- [What to do]
Write out, character for character, the line containing "Q: Using the form shown in this sample, indicate the bar" and all lines after it up to the end of the listing.

---------- Exercise input ----------

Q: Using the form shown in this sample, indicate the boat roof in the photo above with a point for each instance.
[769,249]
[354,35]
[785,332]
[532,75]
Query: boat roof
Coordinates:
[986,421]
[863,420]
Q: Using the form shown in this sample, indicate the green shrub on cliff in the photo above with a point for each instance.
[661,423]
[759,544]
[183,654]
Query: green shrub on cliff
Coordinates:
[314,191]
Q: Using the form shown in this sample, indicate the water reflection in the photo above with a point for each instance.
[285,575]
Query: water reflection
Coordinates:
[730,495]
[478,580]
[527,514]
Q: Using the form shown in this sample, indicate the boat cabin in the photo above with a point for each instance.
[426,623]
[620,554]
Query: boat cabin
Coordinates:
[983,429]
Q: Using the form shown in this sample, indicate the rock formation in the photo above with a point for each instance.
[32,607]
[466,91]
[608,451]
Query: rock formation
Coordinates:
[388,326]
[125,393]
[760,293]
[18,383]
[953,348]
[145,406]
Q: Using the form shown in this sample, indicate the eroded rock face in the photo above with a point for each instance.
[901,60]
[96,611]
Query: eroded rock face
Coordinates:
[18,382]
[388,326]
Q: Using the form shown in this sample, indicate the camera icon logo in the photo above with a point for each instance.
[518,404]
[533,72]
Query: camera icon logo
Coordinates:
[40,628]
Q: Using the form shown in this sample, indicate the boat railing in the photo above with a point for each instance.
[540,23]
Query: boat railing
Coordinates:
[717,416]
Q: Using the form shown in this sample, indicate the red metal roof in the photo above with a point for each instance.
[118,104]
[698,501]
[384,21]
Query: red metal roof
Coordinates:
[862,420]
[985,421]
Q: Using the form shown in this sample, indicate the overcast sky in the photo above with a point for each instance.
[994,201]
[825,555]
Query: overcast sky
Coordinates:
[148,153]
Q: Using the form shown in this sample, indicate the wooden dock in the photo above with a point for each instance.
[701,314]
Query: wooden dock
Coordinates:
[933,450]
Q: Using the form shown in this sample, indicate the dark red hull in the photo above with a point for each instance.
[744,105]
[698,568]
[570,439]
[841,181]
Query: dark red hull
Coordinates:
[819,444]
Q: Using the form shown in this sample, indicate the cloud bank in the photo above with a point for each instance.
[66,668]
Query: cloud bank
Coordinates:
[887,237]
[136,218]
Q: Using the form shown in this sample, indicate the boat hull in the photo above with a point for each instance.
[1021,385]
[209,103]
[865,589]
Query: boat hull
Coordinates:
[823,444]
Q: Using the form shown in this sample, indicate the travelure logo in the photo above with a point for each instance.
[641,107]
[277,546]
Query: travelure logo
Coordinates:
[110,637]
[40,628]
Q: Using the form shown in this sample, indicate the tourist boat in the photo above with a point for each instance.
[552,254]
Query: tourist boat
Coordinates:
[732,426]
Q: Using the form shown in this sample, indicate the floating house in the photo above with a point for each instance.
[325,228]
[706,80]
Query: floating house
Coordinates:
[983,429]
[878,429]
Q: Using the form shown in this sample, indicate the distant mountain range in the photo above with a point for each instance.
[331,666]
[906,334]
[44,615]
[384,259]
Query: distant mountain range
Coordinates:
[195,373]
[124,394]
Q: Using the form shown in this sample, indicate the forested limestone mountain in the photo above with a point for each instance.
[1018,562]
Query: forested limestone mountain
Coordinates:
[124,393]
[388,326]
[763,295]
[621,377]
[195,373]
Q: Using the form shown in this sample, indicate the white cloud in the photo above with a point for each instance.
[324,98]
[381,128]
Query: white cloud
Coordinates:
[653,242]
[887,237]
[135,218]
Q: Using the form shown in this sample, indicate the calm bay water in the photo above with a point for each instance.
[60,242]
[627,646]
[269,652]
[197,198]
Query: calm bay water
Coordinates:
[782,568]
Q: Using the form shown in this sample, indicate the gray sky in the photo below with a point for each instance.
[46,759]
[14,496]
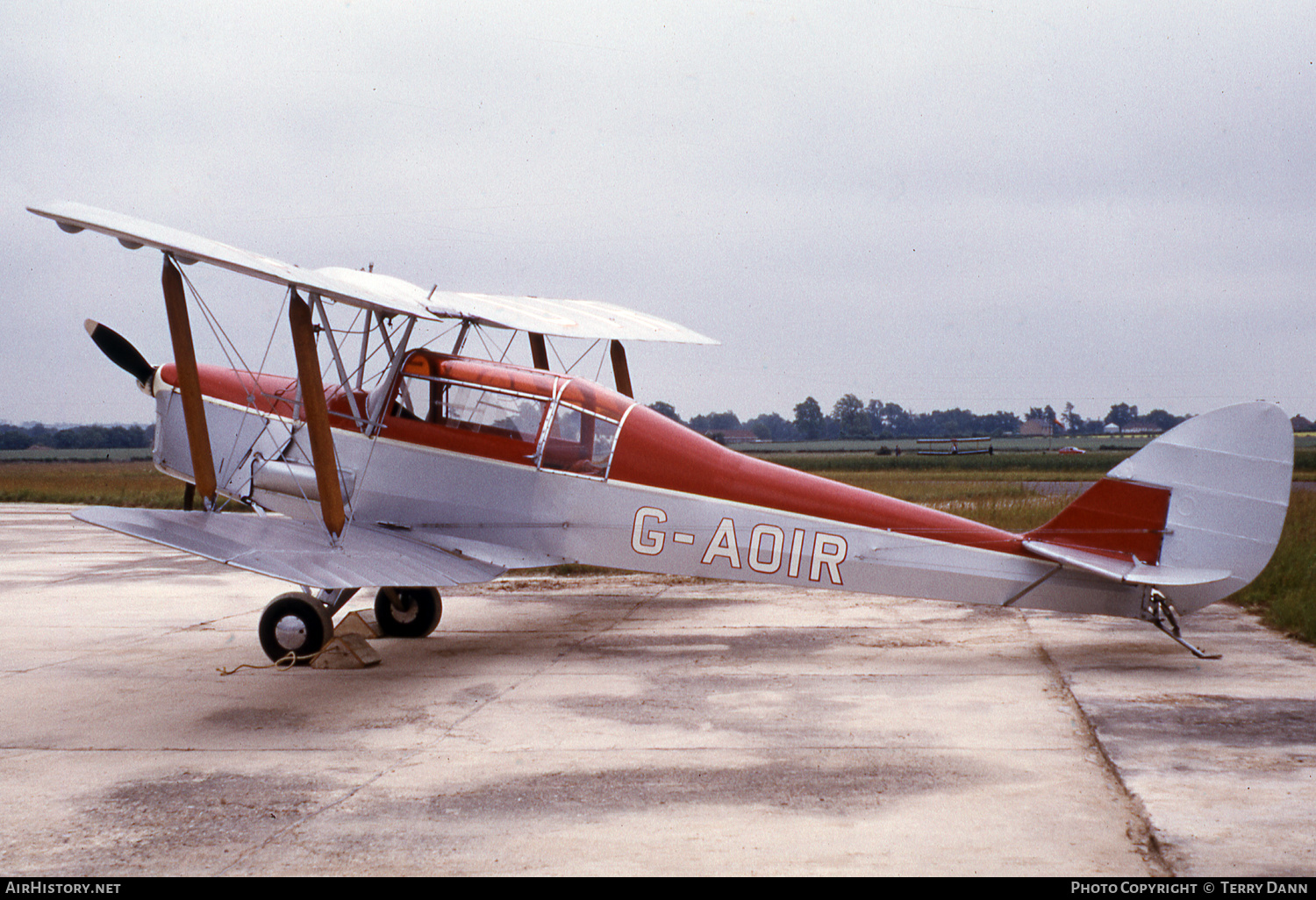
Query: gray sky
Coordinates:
[990,205]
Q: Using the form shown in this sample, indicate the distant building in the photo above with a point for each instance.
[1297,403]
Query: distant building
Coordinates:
[1039,428]
[736,436]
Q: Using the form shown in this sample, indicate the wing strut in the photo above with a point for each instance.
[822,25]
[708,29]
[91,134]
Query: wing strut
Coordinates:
[318,415]
[539,350]
[189,382]
[620,370]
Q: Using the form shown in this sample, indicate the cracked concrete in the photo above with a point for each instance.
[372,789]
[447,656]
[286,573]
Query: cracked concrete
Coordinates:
[631,725]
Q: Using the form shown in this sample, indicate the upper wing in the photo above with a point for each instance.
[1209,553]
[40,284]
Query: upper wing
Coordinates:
[583,318]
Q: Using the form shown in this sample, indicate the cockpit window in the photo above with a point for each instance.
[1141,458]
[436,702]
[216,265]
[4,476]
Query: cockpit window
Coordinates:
[500,412]
[579,442]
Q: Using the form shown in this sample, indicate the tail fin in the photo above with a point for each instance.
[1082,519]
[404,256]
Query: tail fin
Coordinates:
[1197,512]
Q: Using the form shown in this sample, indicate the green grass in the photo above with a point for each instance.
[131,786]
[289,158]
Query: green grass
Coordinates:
[89,483]
[1284,594]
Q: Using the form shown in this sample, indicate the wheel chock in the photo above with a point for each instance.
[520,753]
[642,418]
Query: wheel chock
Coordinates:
[347,652]
[358,623]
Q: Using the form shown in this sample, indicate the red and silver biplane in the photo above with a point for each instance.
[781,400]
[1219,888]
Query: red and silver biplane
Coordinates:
[442,470]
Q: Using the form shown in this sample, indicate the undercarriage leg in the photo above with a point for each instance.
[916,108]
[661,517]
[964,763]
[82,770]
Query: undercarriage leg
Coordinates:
[1158,611]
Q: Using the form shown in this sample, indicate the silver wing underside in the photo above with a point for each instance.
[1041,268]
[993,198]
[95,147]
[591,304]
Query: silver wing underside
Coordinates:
[297,552]
[383,294]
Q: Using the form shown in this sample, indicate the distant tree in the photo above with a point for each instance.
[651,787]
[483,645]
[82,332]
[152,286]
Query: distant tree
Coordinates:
[852,418]
[770,426]
[711,423]
[1162,420]
[665,408]
[808,420]
[1121,415]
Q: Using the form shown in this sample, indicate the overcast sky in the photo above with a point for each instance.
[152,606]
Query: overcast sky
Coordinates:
[990,205]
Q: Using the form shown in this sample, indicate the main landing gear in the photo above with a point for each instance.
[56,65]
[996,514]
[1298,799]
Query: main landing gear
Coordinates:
[302,624]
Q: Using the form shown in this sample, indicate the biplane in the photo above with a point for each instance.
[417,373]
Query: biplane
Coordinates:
[439,468]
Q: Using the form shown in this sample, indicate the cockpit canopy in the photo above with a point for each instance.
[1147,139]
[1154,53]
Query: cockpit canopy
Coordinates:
[503,412]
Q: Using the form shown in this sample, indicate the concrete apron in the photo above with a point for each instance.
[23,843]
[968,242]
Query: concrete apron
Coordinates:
[631,725]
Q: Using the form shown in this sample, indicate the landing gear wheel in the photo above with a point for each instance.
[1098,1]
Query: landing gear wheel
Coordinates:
[408,612]
[295,623]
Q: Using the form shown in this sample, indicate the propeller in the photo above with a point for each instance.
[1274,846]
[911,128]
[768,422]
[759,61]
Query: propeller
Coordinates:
[121,353]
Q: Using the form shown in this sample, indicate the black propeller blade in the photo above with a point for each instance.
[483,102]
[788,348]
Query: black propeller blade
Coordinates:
[120,352]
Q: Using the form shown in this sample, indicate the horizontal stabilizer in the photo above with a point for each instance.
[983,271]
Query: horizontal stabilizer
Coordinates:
[297,552]
[1197,512]
[1120,570]
[579,318]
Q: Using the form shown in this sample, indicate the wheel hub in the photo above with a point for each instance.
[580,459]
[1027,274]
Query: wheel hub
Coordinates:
[290,632]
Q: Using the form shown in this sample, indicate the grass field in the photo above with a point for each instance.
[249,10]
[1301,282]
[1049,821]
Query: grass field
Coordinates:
[992,492]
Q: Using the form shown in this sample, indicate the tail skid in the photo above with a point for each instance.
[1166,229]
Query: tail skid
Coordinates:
[1195,515]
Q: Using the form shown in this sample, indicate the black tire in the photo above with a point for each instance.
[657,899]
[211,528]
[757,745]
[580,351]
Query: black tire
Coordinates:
[408,611]
[295,623]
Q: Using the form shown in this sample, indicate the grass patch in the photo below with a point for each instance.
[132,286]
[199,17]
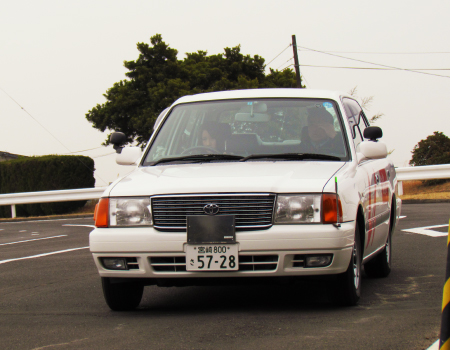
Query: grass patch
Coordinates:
[416,190]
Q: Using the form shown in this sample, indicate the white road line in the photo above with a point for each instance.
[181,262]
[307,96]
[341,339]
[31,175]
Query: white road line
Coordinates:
[34,239]
[40,255]
[426,230]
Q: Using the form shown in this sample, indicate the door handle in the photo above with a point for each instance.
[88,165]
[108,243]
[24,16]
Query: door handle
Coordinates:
[377,179]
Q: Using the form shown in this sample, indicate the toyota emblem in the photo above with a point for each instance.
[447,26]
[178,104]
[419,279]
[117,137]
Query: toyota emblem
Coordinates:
[211,209]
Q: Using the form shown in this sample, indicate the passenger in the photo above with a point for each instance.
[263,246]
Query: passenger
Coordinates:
[322,137]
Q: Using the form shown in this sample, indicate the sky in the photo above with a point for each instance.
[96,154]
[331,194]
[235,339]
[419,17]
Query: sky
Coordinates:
[58,58]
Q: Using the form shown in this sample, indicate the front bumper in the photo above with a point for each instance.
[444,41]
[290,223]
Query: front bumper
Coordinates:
[274,252]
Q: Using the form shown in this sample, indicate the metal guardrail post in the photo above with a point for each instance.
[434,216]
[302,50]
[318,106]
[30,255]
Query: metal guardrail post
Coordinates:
[444,341]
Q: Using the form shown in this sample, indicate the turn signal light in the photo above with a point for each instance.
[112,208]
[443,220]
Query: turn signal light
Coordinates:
[329,208]
[101,213]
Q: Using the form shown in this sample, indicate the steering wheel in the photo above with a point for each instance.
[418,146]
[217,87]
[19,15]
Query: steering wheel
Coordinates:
[195,149]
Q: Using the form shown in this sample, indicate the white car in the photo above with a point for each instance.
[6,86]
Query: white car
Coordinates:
[287,183]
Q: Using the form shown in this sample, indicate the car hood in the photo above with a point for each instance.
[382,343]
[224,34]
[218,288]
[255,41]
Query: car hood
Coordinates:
[227,177]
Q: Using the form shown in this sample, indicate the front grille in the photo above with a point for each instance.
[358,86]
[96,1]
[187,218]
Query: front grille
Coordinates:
[246,263]
[258,262]
[250,211]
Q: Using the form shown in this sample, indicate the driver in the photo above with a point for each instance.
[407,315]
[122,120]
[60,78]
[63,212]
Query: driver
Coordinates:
[321,135]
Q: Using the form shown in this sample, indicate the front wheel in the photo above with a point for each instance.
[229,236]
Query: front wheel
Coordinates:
[122,296]
[347,288]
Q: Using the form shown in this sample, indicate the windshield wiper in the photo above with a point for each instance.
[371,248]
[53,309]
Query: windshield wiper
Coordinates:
[198,158]
[292,156]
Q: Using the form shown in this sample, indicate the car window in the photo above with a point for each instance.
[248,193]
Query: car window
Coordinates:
[249,127]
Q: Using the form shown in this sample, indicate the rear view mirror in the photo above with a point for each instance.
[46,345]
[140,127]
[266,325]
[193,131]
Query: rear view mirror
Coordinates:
[253,112]
[118,139]
[255,117]
[129,156]
[160,118]
[371,150]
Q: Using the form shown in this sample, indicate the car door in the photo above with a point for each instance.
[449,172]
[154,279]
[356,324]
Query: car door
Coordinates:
[374,181]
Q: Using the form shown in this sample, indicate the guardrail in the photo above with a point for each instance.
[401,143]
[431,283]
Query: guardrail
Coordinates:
[78,194]
[403,174]
[427,172]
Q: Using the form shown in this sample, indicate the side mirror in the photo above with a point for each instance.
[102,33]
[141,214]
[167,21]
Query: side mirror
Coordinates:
[118,139]
[371,150]
[373,133]
[128,156]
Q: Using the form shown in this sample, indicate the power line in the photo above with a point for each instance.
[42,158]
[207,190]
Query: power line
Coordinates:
[279,54]
[376,64]
[389,53]
[374,68]
[43,127]
[286,62]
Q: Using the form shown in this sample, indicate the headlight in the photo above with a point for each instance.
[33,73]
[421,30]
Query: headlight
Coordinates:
[130,212]
[294,209]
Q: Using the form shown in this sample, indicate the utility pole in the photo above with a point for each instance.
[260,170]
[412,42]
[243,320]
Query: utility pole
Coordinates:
[296,65]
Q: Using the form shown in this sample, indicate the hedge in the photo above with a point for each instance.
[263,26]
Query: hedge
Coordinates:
[46,173]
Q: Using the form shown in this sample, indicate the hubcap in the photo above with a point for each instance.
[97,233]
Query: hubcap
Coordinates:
[388,250]
[356,269]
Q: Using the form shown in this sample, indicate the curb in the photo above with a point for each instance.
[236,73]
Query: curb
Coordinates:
[53,217]
[424,201]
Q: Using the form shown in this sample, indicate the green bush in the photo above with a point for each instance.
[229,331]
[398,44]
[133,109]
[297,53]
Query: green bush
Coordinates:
[434,150]
[46,173]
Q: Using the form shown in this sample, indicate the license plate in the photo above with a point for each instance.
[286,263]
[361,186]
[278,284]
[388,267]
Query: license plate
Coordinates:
[212,257]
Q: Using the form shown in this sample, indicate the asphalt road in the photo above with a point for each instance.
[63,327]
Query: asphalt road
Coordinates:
[55,301]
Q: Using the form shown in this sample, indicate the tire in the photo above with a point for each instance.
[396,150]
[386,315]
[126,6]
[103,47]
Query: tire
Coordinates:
[380,266]
[122,296]
[347,288]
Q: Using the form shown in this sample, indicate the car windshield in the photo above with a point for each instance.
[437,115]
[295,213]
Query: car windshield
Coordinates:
[243,128]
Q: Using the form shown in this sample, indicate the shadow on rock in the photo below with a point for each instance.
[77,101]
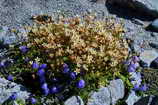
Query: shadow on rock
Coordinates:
[127,11]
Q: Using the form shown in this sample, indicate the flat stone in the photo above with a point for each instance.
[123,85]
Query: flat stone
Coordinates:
[101,97]
[132,98]
[74,100]
[148,56]
[117,90]
[8,87]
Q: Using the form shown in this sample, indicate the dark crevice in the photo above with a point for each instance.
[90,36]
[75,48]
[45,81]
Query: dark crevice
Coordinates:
[127,12]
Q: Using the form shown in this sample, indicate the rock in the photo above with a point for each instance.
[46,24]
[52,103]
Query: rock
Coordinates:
[154,25]
[101,97]
[154,45]
[7,88]
[74,100]
[108,95]
[154,63]
[143,101]
[148,56]
[149,7]
[143,64]
[117,90]
[154,34]
[154,101]
[132,98]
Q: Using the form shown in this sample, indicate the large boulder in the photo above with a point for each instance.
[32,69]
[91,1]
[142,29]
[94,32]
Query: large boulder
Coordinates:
[108,95]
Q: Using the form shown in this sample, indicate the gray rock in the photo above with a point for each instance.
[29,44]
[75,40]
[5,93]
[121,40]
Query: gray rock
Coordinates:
[148,56]
[108,95]
[143,101]
[101,97]
[7,88]
[74,100]
[154,25]
[117,90]
[132,98]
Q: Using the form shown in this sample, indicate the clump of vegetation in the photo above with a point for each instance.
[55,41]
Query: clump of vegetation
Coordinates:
[69,56]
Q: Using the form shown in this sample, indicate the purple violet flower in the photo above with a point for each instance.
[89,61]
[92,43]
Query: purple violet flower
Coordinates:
[23,49]
[41,72]
[135,59]
[131,69]
[35,65]
[66,70]
[54,90]
[45,89]
[81,84]
[65,65]
[42,79]
[13,96]
[136,87]
[43,66]
[10,78]
[26,60]
[44,86]
[33,100]
[143,88]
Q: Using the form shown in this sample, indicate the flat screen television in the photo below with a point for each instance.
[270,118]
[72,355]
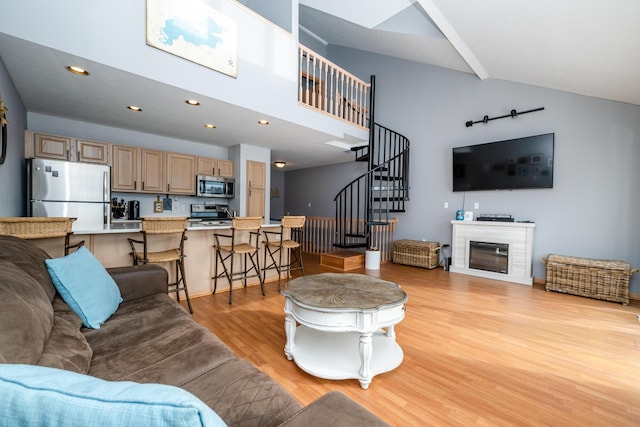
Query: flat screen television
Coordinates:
[511,164]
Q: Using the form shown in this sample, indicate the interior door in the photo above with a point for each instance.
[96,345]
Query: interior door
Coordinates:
[256,183]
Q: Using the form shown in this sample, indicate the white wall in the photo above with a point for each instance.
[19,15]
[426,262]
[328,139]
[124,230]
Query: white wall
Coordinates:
[113,34]
[589,212]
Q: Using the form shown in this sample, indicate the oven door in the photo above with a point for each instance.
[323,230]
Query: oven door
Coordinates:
[211,186]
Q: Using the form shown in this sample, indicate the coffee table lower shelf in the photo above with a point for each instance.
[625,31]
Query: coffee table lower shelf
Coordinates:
[336,356]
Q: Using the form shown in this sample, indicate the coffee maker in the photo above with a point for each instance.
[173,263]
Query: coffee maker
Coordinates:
[133,209]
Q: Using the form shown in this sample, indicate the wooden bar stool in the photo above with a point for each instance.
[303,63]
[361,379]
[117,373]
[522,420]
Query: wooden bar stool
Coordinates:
[244,241]
[40,228]
[166,226]
[276,244]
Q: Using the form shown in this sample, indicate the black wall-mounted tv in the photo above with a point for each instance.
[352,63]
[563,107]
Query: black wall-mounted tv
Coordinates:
[505,165]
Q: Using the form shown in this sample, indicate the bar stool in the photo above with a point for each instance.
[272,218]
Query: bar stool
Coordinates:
[41,228]
[166,226]
[243,240]
[276,244]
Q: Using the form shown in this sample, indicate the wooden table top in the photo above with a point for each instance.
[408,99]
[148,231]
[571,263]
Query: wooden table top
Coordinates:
[344,291]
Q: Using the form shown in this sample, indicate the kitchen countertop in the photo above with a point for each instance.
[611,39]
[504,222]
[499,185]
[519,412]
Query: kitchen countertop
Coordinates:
[132,226]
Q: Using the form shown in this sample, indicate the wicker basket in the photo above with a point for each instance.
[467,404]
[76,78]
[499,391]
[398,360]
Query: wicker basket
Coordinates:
[594,278]
[416,253]
[36,227]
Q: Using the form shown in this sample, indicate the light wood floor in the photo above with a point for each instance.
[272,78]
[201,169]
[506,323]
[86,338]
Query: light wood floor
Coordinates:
[477,352]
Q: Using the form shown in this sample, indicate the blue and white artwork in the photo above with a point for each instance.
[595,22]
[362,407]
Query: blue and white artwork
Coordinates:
[193,30]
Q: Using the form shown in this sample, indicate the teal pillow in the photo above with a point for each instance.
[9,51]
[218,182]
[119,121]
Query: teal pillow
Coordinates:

----------

- [Result of this exercise]
Q: Using the form shown in this sample, indicate the bar stool in the photo above with a point for each instance.
[272,218]
Query: bar stool
Coordinates:
[41,228]
[166,226]
[243,240]
[276,244]
Q: Using the form shown in this sample, indicate the wooden table top in the photo above with a point for each instance.
[408,99]
[148,231]
[571,263]
Query: wooden table top
Coordinates:
[344,291]
Q: Using the form shown in this sample, indicate the kitchen countertop in the photo above with a point for each instance.
[611,39]
[504,222]
[499,185]
[519,412]
Query: kitchen countertop
Coordinates:
[132,226]
Q: Using the form shown in this sample, indicate the wicker basket in the photo above with a point for each instance.
[467,404]
[76,78]
[499,391]
[398,360]
Query: wicker basket
Coordinates:
[594,278]
[416,253]
[36,227]
Q: Using the form shown in this sample, indicate the light wood floor in the photo above with a point for each instance.
[272,78]
[201,169]
[506,323]
[86,338]
Query: light wood floor
Coordinates:
[477,352]
Q: Using the form shown in this sample, indicate the blue and white artwork in the photo above with a point for each instance.
[595,22]
[362,407]
Query: blue and white artwork
Coordinates:
[193,30]
Q: Using the form shown in this sample, indicate the teal pillow in the photo above with a point for each instance.
[9,51]
[218,182]
[119,121]
Query: teal pillow
Coordinates:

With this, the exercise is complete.